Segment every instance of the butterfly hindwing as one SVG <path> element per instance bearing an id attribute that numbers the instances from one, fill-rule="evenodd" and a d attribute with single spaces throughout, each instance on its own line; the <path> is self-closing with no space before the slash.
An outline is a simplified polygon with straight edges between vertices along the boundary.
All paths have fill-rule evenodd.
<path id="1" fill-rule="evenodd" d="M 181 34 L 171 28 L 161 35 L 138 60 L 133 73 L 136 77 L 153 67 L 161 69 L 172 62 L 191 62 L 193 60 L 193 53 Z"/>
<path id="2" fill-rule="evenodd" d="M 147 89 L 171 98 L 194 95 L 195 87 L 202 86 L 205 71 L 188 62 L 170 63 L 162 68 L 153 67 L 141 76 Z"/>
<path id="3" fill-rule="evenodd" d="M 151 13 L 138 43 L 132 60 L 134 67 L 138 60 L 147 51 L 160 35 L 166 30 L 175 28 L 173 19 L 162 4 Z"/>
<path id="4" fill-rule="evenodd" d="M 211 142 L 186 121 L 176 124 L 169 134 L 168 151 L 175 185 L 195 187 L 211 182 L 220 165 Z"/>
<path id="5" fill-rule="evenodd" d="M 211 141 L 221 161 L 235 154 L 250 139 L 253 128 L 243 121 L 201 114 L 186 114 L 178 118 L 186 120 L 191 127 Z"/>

- _Directive_
Can you pull out every line in the rows above that contains the word "edges"?

- _Correct output_
An outline is a simplified polygon with straight edges between vertices along the boundary.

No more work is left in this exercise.